## Fragmento extraído
((
Tal vez no haya nada más que decir ni que escribir. Tal vez sea porque no es lo mío, porque a la hora de la verdad es todo una mentira, un delirio, una pérdida de tiempo. Al final, todo está decidido desde hace mucho tiempo y lo que diga poco puede cambiar. Me subí al vagón de la vida, donde poco importa lo que seas, lo que lleves en tu interior. Se trata de mirar para abajo, asentar con la cabeza y hablar para decir lo mismo que todos, para luego mandar lejos los sentimientos y hacer que no regresen nunca. Que se los trague el olvido o se los quede otro, da igual el caso es que no vuelvan. Según parece no aportan nada. No sirven para nada útil. Lo tengo crudo, los míos los mandé lejos y vuelven...una y otra vez, más fuertes que antes.
Y se cabrean cuando lo hacen. Me obligan a hacer cosas que nunca haría. Y sobretodo a decirlas. A decir que estaría toda la vida contigo, a decir que tú sonrisa me llena de luz. A escribirte poemas y llenarte la casa de pétalos y flores. A ser cursi, antiguo y rozar la obsesión. A todo eso me obligan. Acabo expulsado de la vida y bajándome en la siguiente estación.
))
## Información mostrada
((
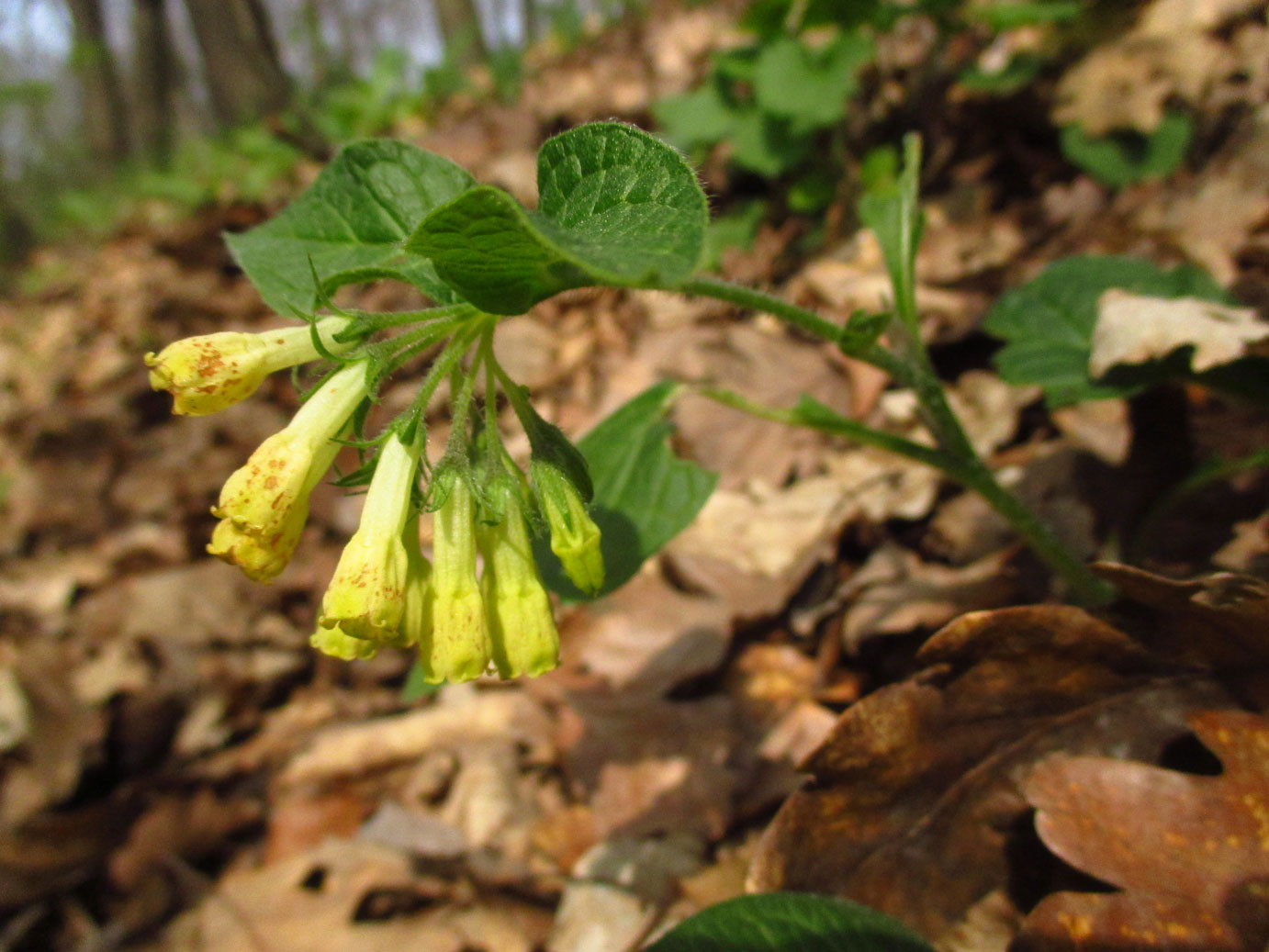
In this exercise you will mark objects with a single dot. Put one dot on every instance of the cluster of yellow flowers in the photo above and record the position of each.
(462, 620)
))
## Tu tarea
¿Cómo queda el fragmento desde "Tal vez no haya" hasta "fuertes que antes.", ambos incluidos, si reemplazas "vagón" por "tren"?

## Solución propuesta
Tal vez no haya nada más que decir ni que escribir. Tal vez sea porque no es lo mío, porque a la hora de la verdad es todo una mentira, un delirio, una pérdida de tiempo. Al final, todo está decidido desde hace mucho tiempo y lo que diga poco puede cambiar. Me subí al tren de la vida, donde poco importa lo que seas, lo que lleves en tu interior. Se trata de mirar para abajo, asentar con la cabeza y hablar para decir lo mismo que todos, para luego mandar lejos los sentimientos y hacer que no regresen nunca. Que se los trague el olvido o se los quede otro, da igual el caso es que no vuelvan. Según parece no aportan nada. No sirven para nada útil. Lo tengo crudo, los míos los mandé lejos y vuelven...una y otra vez, más fuertes que antes.